• **Prompt**
Reproduce every line from the start of the items through the line containing "169 47 L 172", requests included, adding 3 to each number in the answer outlines (both the id values and the polygon coordinates). Omit the pictures.

[Outline labeling items]
▽

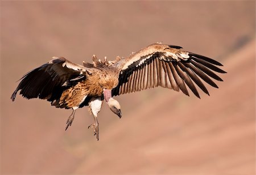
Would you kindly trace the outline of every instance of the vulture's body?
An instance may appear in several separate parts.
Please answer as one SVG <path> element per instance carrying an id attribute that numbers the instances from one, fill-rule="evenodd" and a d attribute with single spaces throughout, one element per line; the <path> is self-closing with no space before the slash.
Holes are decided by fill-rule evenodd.
<path id="1" fill-rule="evenodd" d="M 71 126 L 79 108 L 89 106 L 98 139 L 97 117 L 105 99 L 110 110 L 121 117 L 120 105 L 112 96 L 161 86 L 189 95 L 185 84 L 200 98 L 196 84 L 209 92 L 201 79 L 217 88 L 210 78 L 222 80 L 213 71 L 225 72 L 222 66 L 212 59 L 184 51 L 177 46 L 154 44 L 127 58 L 117 57 L 113 61 L 98 60 L 93 64 L 73 63 L 64 58 L 53 57 L 48 63 L 24 75 L 11 99 L 17 92 L 27 99 L 46 99 L 56 108 L 72 108 L 67 122 Z M 200 78 L 200 79 L 199 78 Z"/>

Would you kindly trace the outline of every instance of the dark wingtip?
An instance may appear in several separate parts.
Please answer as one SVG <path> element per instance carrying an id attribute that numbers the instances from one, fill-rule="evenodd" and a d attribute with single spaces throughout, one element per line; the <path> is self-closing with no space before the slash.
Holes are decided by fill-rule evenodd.
<path id="1" fill-rule="evenodd" d="M 15 100 L 16 95 L 17 94 L 17 91 L 16 91 L 16 90 L 11 95 L 11 99 L 13 101 L 14 101 L 14 100 Z"/>
<path id="2" fill-rule="evenodd" d="M 169 47 L 172 48 L 175 48 L 175 49 L 183 49 L 182 47 L 177 46 L 177 45 L 168 45 Z"/>

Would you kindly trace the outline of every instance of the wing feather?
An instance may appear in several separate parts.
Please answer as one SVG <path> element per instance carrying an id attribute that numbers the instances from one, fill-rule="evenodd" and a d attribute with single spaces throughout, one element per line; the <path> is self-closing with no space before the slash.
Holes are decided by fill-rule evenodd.
<path id="1" fill-rule="evenodd" d="M 121 88 L 119 91 L 113 89 L 112 95 L 134 92 L 160 86 L 176 91 L 180 89 L 189 96 L 187 84 L 195 95 L 200 98 L 195 84 L 205 93 L 209 95 L 209 92 L 199 78 L 218 88 L 211 78 L 222 81 L 214 72 L 226 73 L 217 67 L 222 65 L 212 58 L 181 49 L 177 46 L 155 44 L 127 58 L 118 59 L 114 66 L 121 70 L 122 74 L 126 75 L 128 81 L 125 83 L 119 81 L 115 89 L 118 89 L 123 83 L 127 88 L 125 87 L 123 90 Z"/>
<path id="2" fill-rule="evenodd" d="M 52 101 L 60 97 L 60 94 L 67 86 L 84 80 L 89 70 L 63 57 L 53 57 L 48 63 L 25 74 L 11 99 L 14 101 L 17 92 L 20 90 L 20 94 L 25 98 L 39 97 Z"/>

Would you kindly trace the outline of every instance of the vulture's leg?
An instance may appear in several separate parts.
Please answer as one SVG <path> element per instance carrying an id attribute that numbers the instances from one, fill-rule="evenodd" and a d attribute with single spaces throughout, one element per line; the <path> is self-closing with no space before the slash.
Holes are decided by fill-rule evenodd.
<path id="1" fill-rule="evenodd" d="M 96 138 L 98 140 L 98 133 L 99 133 L 99 129 L 98 129 L 98 119 L 97 118 L 97 116 L 93 116 L 93 119 L 94 119 L 94 122 L 93 124 L 90 125 L 88 126 L 88 129 L 90 127 L 93 129 L 93 132 L 94 133 L 94 135 L 96 135 Z"/>
<path id="2" fill-rule="evenodd" d="M 69 117 L 68 117 L 68 120 L 67 121 L 67 126 L 65 130 L 67 130 L 68 126 L 71 126 L 71 124 L 72 123 L 73 121 L 75 118 L 75 113 L 76 113 L 76 109 L 73 109 L 72 113 L 71 114 L 71 115 L 70 115 Z"/>
<path id="3" fill-rule="evenodd" d="M 94 122 L 89 126 L 88 129 L 91 127 L 93 129 L 93 132 L 94 133 L 94 135 L 96 135 L 96 138 L 98 140 L 98 119 L 97 117 L 98 116 L 98 113 L 100 112 L 100 110 L 101 109 L 101 106 L 102 106 L 103 100 L 101 97 L 99 97 L 97 98 L 92 98 L 90 102 L 89 103 L 89 110 L 90 113 L 93 116 L 93 119 L 94 120 Z"/>

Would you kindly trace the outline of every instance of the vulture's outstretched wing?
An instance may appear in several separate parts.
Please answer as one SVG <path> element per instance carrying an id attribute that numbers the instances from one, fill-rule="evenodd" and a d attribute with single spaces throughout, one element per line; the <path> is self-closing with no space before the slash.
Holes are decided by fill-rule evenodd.
<path id="1" fill-rule="evenodd" d="M 60 98 L 64 90 L 85 79 L 87 68 L 63 57 L 53 58 L 21 78 L 11 96 L 13 101 L 20 90 L 20 94 L 25 98 L 39 97 L 52 101 Z"/>
<path id="2" fill-rule="evenodd" d="M 112 95 L 160 86 L 176 91 L 181 89 L 189 96 L 186 84 L 200 98 L 194 83 L 207 94 L 209 95 L 209 92 L 199 78 L 218 88 L 209 77 L 222 81 L 212 71 L 226 73 L 216 66 L 222 65 L 211 58 L 181 49 L 177 46 L 154 44 L 117 61 L 114 65 L 121 70 L 118 86 L 112 90 Z"/>

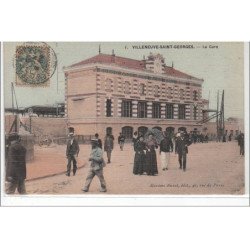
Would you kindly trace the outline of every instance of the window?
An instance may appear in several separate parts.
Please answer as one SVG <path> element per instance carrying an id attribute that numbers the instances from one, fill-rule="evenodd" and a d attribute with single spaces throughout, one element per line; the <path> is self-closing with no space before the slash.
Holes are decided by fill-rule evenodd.
<path id="1" fill-rule="evenodd" d="M 106 117 L 111 117 L 111 111 L 112 111 L 112 101 L 111 99 L 107 99 L 106 101 Z"/>
<path id="2" fill-rule="evenodd" d="M 193 100 L 198 101 L 198 92 L 196 90 L 193 92 Z"/>
<path id="3" fill-rule="evenodd" d="M 160 96 L 159 95 L 159 86 L 157 86 L 157 85 L 154 87 L 154 96 L 156 96 L 156 97 Z"/>
<path id="4" fill-rule="evenodd" d="M 153 103 L 152 118 L 161 118 L 161 104 Z"/>
<path id="5" fill-rule="evenodd" d="M 125 139 L 133 138 L 133 128 L 126 126 L 122 128 L 122 134 L 125 136 Z"/>
<path id="6" fill-rule="evenodd" d="M 137 117 L 147 118 L 147 102 L 138 102 Z"/>
<path id="7" fill-rule="evenodd" d="M 167 91 L 167 96 L 168 96 L 168 98 L 171 99 L 171 98 L 172 98 L 172 88 L 171 88 L 171 87 L 168 87 L 167 90 L 168 90 L 168 91 Z"/>
<path id="8" fill-rule="evenodd" d="M 194 120 L 197 120 L 197 107 L 194 107 Z"/>
<path id="9" fill-rule="evenodd" d="M 132 101 L 122 100 L 122 117 L 132 117 Z"/>
<path id="10" fill-rule="evenodd" d="M 130 94 L 130 83 L 127 81 L 125 82 L 125 85 L 124 85 L 124 93 Z"/>
<path id="11" fill-rule="evenodd" d="M 146 92 L 145 89 L 146 89 L 145 84 L 141 83 L 140 86 L 139 86 L 139 94 L 140 95 L 145 95 L 145 92 Z"/>
<path id="12" fill-rule="evenodd" d="M 166 104 L 166 118 L 167 119 L 174 119 L 174 105 L 173 104 Z"/>
<path id="13" fill-rule="evenodd" d="M 184 99 L 184 90 L 180 89 L 180 99 L 183 100 Z"/>
<path id="14" fill-rule="evenodd" d="M 179 104 L 179 110 L 178 110 L 178 118 L 179 119 L 185 119 L 185 105 Z"/>
<path id="15" fill-rule="evenodd" d="M 107 79 L 105 82 L 105 90 L 108 92 L 112 91 L 112 80 L 111 79 Z"/>

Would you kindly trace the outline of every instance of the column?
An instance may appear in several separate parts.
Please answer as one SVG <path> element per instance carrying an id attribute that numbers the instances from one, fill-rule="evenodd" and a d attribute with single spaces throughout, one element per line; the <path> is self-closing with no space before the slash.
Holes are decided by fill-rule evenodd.
<path id="1" fill-rule="evenodd" d="M 152 105 L 153 103 L 152 102 L 147 102 L 147 117 L 148 118 L 152 118 Z"/>
<path id="2" fill-rule="evenodd" d="M 138 101 L 133 100 L 132 101 L 132 117 L 133 118 L 137 118 L 137 105 L 138 105 Z"/>
<path id="3" fill-rule="evenodd" d="M 174 104 L 174 119 L 178 119 L 178 104 Z"/>
<path id="4" fill-rule="evenodd" d="M 121 117 L 122 116 L 122 100 L 118 99 L 117 102 L 117 116 Z"/>
<path id="5" fill-rule="evenodd" d="M 190 105 L 185 106 L 185 118 L 190 120 Z"/>
<path id="6" fill-rule="evenodd" d="M 161 118 L 166 118 L 166 103 L 161 103 Z"/>

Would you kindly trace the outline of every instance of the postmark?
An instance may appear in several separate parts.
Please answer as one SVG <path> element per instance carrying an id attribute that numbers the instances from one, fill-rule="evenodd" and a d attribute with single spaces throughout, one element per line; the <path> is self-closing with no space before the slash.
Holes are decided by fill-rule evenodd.
<path id="1" fill-rule="evenodd" d="M 16 47 L 16 84 L 32 87 L 49 86 L 57 58 L 46 43 L 25 43 Z"/>

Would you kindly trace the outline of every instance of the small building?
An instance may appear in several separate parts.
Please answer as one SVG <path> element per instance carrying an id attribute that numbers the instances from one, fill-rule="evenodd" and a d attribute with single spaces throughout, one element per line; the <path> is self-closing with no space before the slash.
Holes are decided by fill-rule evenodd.
<path id="1" fill-rule="evenodd" d="M 99 53 L 64 73 L 65 117 L 76 134 L 131 139 L 148 128 L 202 129 L 204 80 L 167 66 L 160 54 L 135 60 Z"/>

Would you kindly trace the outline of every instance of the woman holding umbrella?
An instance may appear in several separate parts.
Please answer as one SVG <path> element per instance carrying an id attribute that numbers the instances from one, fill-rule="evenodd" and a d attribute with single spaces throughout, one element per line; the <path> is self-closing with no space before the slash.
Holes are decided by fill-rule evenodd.
<path id="1" fill-rule="evenodd" d="M 133 174 L 142 175 L 145 167 L 145 153 L 146 145 L 144 142 L 143 135 L 141 135 L 137 141 L 134 143 L 135 159 L 134 159 L 134 169 Z"/>
<path id="2" fill-rule="evenodd" d="M 153 137 L 153 134 L 148 135 L 148 140 L 146 141 L 146 165 L 145 171 L 147 175 L 156 175 L 158 174 L 157 169 L 157 159 L 155 148 L 158 148 L 157 142 Z"/>

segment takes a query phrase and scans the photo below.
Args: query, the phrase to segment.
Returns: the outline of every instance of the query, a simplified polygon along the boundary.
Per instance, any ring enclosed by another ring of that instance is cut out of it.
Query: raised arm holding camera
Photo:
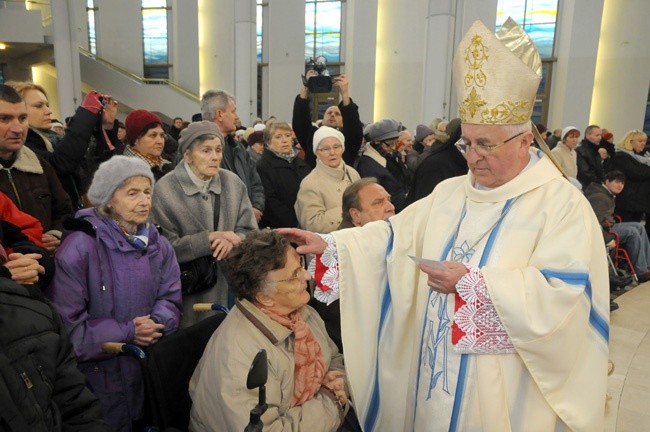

△

• **Response**
Would you kindly trace the outline of every instance of the vulture's body?
An instance may appear in several separate parts.
Please answer as one SVG <path> element per instance carrying an id attribute that numbers the instances from one, fill-rule="evenodd" and a d attribute with single spaces throughout, one element per line; the <path> is self-closing with no space before the slash.
Holes are decided by fill-rule evenodd.
<path id="4" fill-rule="evenodd" d="M 74 129 L 82 111 L 92 109 L 101 142 L 100 120 L 108 102 L 113 113 L 124 120 L 123 108 L 115 99 L 164 89 L 192 98 L 188 87 L 203 101 L 199 87 L 212 95 L 204 82 L 220 91 L 213 81 L 225 83 L 216 74 L 228 75 L 225 69 L 215 62 L 187 54 L 180 49 L 157 47 L 130 61 L 120 60 L 116 64 L 101 63 L 96 67 L 76 66 L 67 61 L 56 60 L 51 66 L 27 78 L 14 102 L 20 95 L 30 102 L 49 102 L 59 111 L 75 111 L 70 125 Z M 203 81 L 203 82 L 202 81 Z"/>

Would you kindly trace the outline of every instance of the dark wingtip?
An instance may appear in several separate parts.
Please answer as one SVG <path> element per instance carrying an id attribute that numbers the instances from one, fill-rule="evenodd" and a d attribute with single spaces throughout, one element per line; the <path> is self-closing with no space before the slash.
Holes are decided by fill-rule evenodd.
<path id="4" fill-rule="evenodd" d="M 18 103 L 19 98 L 20 97 L 20 94 L 19 94 L 19 93 L 14 98 L 14 102 L 16 104 L 17 104 L 17 103 Z"/>
<path id="5" fill-rule="evenodd" d="M 172 50 L 175 51 L 178 51 L 178 52 L 186 52 L 185 50 L 180 49 L 180 48 L 171 48 Z"/>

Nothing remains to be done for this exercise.